### The problem
Return the line containing "of the grassy" and all lines after it exactly; stop at the end of the material.

━━━ Task data

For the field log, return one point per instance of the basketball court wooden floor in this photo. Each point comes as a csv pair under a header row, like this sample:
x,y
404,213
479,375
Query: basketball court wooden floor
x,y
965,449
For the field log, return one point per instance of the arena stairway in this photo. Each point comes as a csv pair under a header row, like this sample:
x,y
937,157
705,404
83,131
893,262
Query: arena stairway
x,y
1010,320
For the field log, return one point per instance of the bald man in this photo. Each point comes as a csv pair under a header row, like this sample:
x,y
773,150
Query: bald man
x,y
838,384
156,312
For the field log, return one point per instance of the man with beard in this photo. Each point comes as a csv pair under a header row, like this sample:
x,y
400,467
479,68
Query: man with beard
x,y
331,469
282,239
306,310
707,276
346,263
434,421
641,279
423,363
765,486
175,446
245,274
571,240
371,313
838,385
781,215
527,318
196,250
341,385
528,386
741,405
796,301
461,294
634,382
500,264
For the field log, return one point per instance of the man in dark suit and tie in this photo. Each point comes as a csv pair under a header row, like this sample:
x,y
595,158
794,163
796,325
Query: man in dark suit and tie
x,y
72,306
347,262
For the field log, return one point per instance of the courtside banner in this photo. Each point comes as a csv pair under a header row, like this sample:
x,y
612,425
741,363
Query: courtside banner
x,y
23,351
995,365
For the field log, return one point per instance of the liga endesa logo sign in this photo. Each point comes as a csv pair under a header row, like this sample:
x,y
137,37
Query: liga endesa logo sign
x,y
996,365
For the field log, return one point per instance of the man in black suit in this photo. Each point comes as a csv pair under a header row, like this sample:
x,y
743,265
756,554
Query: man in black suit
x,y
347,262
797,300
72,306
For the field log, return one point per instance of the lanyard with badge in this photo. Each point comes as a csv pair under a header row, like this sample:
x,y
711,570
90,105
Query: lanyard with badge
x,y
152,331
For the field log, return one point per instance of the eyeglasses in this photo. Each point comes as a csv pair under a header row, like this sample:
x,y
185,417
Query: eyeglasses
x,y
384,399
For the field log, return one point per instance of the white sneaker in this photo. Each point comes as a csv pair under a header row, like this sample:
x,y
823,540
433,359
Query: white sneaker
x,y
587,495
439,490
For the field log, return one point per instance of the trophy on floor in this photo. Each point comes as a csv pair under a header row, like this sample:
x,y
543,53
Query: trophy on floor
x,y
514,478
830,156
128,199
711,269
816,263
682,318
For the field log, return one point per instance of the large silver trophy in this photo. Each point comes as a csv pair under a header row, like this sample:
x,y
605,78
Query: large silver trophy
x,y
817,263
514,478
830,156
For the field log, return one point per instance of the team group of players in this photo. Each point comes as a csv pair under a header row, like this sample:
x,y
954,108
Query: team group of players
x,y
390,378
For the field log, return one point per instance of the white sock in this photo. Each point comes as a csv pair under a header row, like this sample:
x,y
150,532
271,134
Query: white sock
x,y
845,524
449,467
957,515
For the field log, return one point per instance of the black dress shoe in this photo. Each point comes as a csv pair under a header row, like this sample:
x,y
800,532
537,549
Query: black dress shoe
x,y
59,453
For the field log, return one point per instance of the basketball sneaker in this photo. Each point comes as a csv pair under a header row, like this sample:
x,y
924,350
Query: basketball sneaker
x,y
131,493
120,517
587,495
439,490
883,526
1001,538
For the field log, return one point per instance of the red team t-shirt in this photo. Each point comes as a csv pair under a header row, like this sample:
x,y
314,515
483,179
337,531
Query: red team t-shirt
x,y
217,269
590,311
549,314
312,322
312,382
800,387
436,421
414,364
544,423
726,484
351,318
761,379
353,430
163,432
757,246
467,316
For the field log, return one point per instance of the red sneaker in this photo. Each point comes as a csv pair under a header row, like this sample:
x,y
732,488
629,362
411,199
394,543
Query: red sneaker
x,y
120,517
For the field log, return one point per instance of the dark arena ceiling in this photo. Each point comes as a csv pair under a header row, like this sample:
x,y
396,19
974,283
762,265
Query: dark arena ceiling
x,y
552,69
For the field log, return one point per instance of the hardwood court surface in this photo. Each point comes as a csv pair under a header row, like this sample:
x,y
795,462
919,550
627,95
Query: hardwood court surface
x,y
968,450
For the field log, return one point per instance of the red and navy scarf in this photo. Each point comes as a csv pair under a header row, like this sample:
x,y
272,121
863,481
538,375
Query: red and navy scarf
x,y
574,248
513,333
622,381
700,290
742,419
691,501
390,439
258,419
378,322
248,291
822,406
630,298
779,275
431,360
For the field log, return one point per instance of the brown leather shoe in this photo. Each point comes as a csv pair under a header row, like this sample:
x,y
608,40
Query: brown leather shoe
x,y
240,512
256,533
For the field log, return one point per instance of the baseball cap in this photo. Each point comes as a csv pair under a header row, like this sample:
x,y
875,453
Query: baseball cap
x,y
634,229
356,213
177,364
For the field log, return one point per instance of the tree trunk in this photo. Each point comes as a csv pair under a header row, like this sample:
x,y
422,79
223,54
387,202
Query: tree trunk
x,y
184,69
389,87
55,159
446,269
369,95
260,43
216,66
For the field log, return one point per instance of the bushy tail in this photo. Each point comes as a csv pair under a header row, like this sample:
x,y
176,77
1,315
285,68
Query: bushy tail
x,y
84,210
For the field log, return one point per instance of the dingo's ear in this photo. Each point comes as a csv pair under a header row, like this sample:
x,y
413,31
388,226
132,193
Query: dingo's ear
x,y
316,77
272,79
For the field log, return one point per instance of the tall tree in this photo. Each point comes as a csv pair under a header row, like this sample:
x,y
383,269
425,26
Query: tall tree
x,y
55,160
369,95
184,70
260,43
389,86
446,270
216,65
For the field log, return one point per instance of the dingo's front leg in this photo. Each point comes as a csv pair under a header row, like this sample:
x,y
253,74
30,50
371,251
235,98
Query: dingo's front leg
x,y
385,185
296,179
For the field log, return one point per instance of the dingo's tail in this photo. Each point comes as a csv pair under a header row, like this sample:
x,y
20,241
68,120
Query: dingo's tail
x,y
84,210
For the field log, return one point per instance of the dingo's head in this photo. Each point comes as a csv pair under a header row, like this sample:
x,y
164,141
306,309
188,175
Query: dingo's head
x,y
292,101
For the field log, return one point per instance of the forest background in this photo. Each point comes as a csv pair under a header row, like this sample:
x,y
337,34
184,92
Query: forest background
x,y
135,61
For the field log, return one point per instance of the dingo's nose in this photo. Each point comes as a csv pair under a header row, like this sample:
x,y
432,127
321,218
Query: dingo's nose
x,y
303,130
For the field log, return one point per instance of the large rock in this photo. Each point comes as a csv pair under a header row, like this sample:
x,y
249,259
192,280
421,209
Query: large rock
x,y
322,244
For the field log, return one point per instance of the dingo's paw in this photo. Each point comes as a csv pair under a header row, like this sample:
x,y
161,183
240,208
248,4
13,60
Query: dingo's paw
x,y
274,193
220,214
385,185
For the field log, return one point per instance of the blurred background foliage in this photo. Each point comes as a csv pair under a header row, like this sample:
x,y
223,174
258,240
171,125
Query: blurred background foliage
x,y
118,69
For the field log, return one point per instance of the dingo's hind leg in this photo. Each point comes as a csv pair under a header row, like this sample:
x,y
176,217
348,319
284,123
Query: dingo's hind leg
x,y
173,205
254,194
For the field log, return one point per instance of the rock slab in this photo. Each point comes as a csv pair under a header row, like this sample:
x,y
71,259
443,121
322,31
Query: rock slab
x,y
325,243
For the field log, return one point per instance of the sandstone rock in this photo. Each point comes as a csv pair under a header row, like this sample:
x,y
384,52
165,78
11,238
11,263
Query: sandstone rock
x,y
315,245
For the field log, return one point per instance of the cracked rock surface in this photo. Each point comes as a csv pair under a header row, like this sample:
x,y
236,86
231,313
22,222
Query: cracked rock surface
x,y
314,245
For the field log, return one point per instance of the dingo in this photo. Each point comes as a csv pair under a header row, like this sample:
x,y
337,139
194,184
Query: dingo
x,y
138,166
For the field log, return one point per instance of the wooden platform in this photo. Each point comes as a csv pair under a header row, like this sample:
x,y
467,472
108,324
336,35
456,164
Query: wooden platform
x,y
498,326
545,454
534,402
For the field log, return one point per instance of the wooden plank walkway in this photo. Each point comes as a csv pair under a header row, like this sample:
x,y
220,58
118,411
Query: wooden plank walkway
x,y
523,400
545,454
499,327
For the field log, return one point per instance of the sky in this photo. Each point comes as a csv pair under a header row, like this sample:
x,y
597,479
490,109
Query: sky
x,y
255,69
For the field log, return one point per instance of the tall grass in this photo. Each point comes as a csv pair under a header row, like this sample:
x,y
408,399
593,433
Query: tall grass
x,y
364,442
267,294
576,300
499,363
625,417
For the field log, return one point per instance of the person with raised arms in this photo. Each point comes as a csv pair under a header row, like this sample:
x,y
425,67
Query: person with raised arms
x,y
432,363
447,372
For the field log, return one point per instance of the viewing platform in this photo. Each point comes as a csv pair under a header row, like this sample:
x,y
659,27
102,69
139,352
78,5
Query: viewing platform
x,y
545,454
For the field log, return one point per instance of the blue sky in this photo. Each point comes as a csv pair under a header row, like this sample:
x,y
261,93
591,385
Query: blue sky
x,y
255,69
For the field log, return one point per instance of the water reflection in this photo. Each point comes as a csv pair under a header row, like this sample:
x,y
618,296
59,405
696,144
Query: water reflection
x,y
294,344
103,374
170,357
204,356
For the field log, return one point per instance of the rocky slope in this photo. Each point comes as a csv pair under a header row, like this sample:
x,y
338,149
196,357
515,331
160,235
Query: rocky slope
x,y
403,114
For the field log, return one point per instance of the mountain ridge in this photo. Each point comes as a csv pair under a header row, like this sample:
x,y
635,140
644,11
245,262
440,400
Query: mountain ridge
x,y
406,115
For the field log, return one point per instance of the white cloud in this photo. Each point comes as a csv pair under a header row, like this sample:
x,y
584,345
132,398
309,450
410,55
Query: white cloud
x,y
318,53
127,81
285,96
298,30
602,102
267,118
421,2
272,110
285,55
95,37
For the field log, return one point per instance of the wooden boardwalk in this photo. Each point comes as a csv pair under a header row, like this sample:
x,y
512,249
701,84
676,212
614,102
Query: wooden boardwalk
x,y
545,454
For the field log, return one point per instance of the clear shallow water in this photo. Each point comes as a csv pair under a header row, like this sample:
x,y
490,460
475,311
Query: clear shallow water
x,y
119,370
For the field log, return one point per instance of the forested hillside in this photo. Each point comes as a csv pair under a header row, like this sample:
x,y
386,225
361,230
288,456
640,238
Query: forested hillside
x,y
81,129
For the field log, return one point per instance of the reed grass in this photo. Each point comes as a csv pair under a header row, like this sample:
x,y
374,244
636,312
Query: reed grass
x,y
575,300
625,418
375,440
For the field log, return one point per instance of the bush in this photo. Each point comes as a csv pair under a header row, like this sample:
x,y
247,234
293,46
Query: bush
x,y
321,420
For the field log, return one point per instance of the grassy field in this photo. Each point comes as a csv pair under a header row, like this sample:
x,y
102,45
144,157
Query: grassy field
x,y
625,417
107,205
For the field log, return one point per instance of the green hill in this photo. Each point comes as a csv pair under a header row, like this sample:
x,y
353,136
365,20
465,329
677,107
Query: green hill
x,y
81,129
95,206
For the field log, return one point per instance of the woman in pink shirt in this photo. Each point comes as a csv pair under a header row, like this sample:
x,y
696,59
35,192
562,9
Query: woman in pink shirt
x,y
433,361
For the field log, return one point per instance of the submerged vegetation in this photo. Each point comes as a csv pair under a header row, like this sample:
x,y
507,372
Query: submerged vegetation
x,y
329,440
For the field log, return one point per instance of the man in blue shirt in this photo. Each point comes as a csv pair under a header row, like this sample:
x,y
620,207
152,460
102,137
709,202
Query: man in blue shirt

━━━━━━

### Exercise response
For the field log, return one point per instance of the grassy field in this photo. Each point comes as a csv pair under a header row, like this sample:
x,y
102,45
144,157
Query: grassy field
x,y
625,417
107,205
For the field log, return one point per instance of the green hill in this photo. Each point comes as a csv pair under a header row, like this sample:
x,y
353,136
365,20
465,329
677,107
Query: green hill
x,y
81,129
95,206
For the field log, return one point per instance of the woman in pink shirt in this photo. Each point comes as a csv pair under a header row, like this sample:
x,y
696,59
35,192
562,9
Query: woman in pink shirt
x,y
433,361
For the field log, return one point per instance of the submerged vegetation in this photo. Each point comes as a csv pair under a header row, like this sample:
x,y
507,372
Query: submerged vegetation
x,y
329,440
For the field log, return one point per instance of the man in blue shirt in this photo. Each point comes as a csv pair under a header row, like this sample:
x,y
620,207
152,460
102,137
709,202
Query: man in blue shirt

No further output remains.